Top of Given records

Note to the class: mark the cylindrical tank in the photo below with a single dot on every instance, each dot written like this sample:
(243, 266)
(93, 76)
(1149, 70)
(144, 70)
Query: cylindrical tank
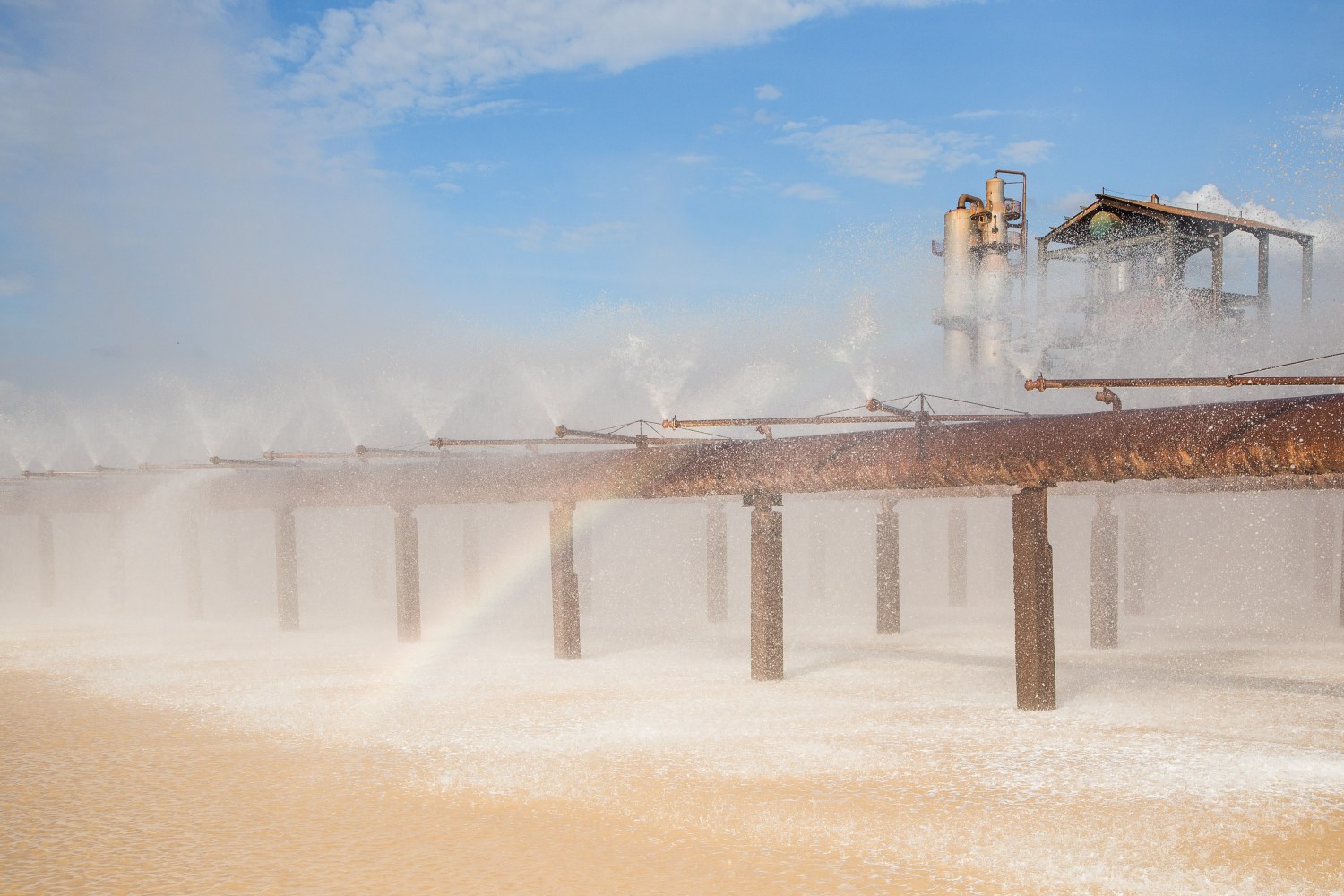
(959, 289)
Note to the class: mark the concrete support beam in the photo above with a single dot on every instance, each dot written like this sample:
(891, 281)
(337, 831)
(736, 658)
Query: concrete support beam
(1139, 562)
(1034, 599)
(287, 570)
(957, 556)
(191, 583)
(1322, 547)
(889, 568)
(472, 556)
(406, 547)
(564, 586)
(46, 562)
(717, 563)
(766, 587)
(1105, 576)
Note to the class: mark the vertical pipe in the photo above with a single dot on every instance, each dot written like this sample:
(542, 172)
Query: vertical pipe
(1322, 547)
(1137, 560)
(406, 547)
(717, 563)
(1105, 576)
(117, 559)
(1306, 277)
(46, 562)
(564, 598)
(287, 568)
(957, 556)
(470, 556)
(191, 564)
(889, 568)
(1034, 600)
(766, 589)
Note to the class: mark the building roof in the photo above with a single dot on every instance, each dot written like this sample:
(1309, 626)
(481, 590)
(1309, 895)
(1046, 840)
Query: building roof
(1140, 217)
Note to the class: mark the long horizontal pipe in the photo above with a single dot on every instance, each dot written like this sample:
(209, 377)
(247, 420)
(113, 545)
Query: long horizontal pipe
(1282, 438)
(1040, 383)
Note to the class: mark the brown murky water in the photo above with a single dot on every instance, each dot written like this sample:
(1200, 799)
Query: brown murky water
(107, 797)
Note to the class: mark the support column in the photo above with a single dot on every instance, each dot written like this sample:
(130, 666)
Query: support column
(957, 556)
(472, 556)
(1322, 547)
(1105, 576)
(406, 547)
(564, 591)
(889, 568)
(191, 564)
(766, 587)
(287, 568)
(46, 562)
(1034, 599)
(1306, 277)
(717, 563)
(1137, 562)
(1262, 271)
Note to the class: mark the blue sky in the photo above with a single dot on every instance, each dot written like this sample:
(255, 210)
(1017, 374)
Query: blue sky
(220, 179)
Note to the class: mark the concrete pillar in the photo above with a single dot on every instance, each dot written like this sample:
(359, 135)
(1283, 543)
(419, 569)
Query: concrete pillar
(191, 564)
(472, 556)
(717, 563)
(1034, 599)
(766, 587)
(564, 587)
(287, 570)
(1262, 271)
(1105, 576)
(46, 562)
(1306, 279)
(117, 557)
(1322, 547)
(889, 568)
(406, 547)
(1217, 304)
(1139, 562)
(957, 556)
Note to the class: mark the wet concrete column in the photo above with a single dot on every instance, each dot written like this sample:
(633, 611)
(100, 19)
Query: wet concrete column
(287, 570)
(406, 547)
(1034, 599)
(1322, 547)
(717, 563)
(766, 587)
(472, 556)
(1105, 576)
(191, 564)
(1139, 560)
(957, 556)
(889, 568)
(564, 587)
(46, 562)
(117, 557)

Bottom of Given records

The whole listing above must be duplicated word for word, apart from its pictures.

▸ **Answer**
Note to the class: mark the cylindrical tank in the photo below with a single dot on every instance, each dot written like this sample:
(243, 266)
(93, 76)
(1149, 70)
(144, 70)
Query: cylindrical tank
(959, 289)
Note to the class: mark the concrete support beam in the photo above with a single dot on every instance, each dot written like this sample:
(891, 281)
(337, 831)
(736, 658)
Query: concrete support beam
(1139, 562)
(1034, 599)
(287, 570)
(957, 556)
(191, 583)
(1322, 547)
(889, 568)
(472, 556)
(406, 547)
(564, 586)
(46, 562)
(717, 563)
(766, 587)
(1105, 576)
Note to the class: mark the vertical pipe in the photo above with a single dot on every instance, each dot written like this sample:
(542, 172)
Query: vertical pipe
(1322, 547)
(1137, 560)
(406, 547)
(717, 563)
(1105, 576)
(117, 559)
(1306, 277)
(46, 562)
(564, 598)
(287, 568)
(957, 556)
(470, 556)
(191, 564)
(889, 568)
(1034, 600)
(766, 589)
Note to the class: mark the building roof in the photo above with a single dot on every instance, each dot written like this sample:
(1309, 626)
(481, 590)
(1309, 895)
(1046, 840)
Query: building roof
(1140, 217)
Note to the class: mark the long horizontal pipe in the photo above with a single dot on every instance, each dot written like this sample:
(209, 377)
(247, 420)
(113, 545)
Query: long horizontal pipe
(1282, 438)
(1040, 383)
Note to the class: mark the brown murky water in the photo above with a single dot on every instance, each dot written like this sample:
(1200, 799)
Query: brown murky water
(107, 797)
Note to the class: mark the support column in the photo above with a single dot on every instance, each dot written like this sample:
(130, 666)
Query: support column
(957, 556)
(472, 556)
(1322, 547)
(1105, 576)
(406, 547)
(564, 591)
(889, 568)
(191, 564)
(766, 587)
(287, 568)
(46, 562)
(1034, 599)
(1306, 277)
(717, 563)
(1137, 562)
(1262, 271)
Note to the class: mark the blue sky in the photo above with a single dot on every instance, each dot written like this sample:
(255, 210)
(1017, 374)
Query: blue sky
(220, 179)
Note to the class: mark the concrete pillar in the photo above with a single dot on every instance, each dot written like this sample:
(359, 135)
(1283, 543)
(419, 569)
Query: concrete pillar
(191, 564)
(472, 556)
(717, 563)
(1034, 599)
(766, 587)
(564, 587)
(287, 570)
(1262, 271)
(1105, 576)
(46, 562)
(1306, 279)
(117, 557)
(1322, 547)
(889, 568)
(406, 547)
(1217, 304)
(1139, 562)
(957, 556)
Note to the class: mark the wet concrete column in the photo above with a single dot on every instance, each dot written like this sample:
(633, 611)
(100, 19)
Query: wet concrete column
(287, 570)
(406, 547)
(1034, 599)
(1322, 547)
(717, 563)
(766, 587)
(472, 556)
(1105, 576)
(191, 564)
(1139, 560)
(957, 556)
(889, 568)
(564, 587)
(46, 562)
(117, 557)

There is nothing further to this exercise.